**Problem to work on:** Give back each entry verbatim.

[Extracted records]
--------------------------------------------------

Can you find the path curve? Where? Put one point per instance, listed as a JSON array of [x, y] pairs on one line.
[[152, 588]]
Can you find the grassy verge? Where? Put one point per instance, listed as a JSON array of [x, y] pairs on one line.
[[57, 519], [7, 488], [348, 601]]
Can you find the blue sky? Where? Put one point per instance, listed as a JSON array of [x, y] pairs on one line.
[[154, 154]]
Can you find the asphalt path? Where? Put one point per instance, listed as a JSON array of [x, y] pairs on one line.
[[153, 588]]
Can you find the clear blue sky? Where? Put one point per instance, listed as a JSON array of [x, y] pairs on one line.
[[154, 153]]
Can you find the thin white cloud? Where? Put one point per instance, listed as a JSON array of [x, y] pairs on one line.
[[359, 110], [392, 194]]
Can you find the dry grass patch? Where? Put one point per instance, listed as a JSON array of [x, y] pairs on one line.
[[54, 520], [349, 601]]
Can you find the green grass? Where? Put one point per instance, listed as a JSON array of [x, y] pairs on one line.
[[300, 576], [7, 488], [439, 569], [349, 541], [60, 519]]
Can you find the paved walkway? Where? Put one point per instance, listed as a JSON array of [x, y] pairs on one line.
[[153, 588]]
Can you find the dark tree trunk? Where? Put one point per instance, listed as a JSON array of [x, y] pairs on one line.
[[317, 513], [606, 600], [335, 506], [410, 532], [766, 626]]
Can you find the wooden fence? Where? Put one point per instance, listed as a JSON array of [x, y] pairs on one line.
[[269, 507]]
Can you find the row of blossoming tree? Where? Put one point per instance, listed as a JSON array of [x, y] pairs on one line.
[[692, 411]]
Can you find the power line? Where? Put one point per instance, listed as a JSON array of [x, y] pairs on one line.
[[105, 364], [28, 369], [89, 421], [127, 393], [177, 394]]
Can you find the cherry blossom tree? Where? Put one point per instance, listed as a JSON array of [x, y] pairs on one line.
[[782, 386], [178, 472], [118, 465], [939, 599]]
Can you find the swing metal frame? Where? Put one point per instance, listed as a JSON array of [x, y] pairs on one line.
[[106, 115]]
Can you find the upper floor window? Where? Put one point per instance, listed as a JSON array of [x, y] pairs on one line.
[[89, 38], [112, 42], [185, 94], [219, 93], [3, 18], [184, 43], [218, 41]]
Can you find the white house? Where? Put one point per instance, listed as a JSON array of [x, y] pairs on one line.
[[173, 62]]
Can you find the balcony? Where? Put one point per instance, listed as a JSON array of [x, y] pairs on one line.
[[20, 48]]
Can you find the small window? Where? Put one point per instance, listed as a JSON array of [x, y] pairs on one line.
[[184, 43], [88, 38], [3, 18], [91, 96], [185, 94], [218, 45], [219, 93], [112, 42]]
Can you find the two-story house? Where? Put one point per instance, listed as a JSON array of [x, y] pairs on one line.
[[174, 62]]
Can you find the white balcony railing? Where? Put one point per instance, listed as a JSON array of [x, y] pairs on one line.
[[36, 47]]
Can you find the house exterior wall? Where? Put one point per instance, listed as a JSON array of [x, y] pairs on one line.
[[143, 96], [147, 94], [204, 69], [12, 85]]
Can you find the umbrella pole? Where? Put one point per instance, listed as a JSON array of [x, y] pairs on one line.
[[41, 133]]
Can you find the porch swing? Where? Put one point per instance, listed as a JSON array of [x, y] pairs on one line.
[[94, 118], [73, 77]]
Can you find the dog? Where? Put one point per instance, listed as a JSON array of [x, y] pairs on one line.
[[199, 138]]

--------------------------------------------------

**Answer for this exercise:**
Can you find the path curve? Where? Put one point per instance, listed as a JSON array of [x, y] pairs on one line.
[[152, 588]]
Can you find the grassy verge? Where? Put one point per instance, listed as a JSON array of [x, y] pairs on one line.
[[57, 519], [7, 488], [348, 601]]
Can you find the blue sky? Where? Put one point per instance, listed as a JSON array of [x, y] pairs on one line.
[[154, 154]]
Can you find the asphalt path? Where? Put one point per instance, listed as a JSON array of [x, y] pairs on one line.
[[153, 588]]
Can you find the clear blue sky? Where? Put one point per instance, listed as a JSON array of [x, y] pairs on one line.
[[154, 153]]
Can you find the thin white cloud? Where? Put one point per instance, listed as a JSON array of [x, y] pairs on one line.
[[359, 110], [392, 194]]
Can you find the dry grass patch? Where? Put one point per instance, listed as a JSON array of [x, y] pairs on one line.
[[54, 520], [349, 601]]
Can you find the green grass? Where? Put one point per instance, listed as a JSON array of [x, y] pairs on one line.
[[300, 576], [7, 488], [439, 569], [349, 541], [60, 519]]
Can you find the paved walkway? Where? Put one point per instance, listed as a JSON array of [x, y] pairs on one line.
[[153, 588]]
Can you find the dark tree trunk? Where? Put one point per instance, listed as a JSON array of [x, y] pairs on one line.
[[317, 513], [606, 600], [335, 506], [410, 532], [766, 626]]
Can you find the wooden fence? Where? Put one point per instance, listed as a JSON array of [x, y] pairs on one line.
[[269, 507]]
Can you find the row of blossoming tree? Where? Put one point per instance, listed as a JSON array of [x, y] pairs on one line.
[[692, 411]]
Can you find the power line? Where? Put one point per instance, listed as a JSON array of [x, y] pairs on one line.
[[105, 364], [28, 369], [89, 421], [127, 393], [177, 394]]
Can you find the cherry blossom tree? Where? Put one point per instance, listed as a JSON array of [x, y] pairs on one line.
[[782, 386], [178, 472], [118, 465], [939, 599]]
Can you find the swing metal frame? Where? Put one point per instance, listed as a JSON array of [x, y] pairs on one line.
[[106, 115]]
Can you find the upper floor window? Where? Put one point per instance, listed as a JSON array of [x, y] pairs on one line.
[[89, 38], [112, 42], [185, 94], [219, 93], [3, 18], [184, 43], [218, 41]]
Can you find the white house? Where? Put one point per instance, listed as a JSON array of [x, y] pairs on one line.
[[173, 62]]
Can you find the balcony? Where? Put one point per instance, listed as a JSON array of [x, y] pairs on one line.
[[20, 48]]
Can you find the small window? Where? Put one point per instance, listed as a JSON array of [x, y] pairs on one line.
[[184, 43], [88, 38], [3, 18], [91, 96], [185, 94], [218, 45], [219, 93], [112, 42]]
Can you find the two-story house? Where? Put one point per instance, listed as a JSON array of [x, y] pairs on one line.
[[174, 62]]
Can you find the white balcony railing? Where? Put one point per instance, listed as a JSON array of [x, y] pairs on one line.
[[36, 47]]
Can you find the house exterior wall? Where? Put one point per instance, listed as a JSON array of [x, y] pairs on one line.
[[143, 96], [147, 94], [204, 69], [12, 85]]
Can you find the umbrella pole? Where? Put one point per instance, listed as a JSON array of [x, y] pairs on one line.
[[41, 133]]
Can you find the porch swing? Where? Put one point per instance, listed as a JSON array of [x, y] pairs on one line.
[[94, 118], [73, 77]]
Can you find the dog? Where? Put one point per instance, listed as a JSON array of [x, y] pairs on one line.
[[199, 138]]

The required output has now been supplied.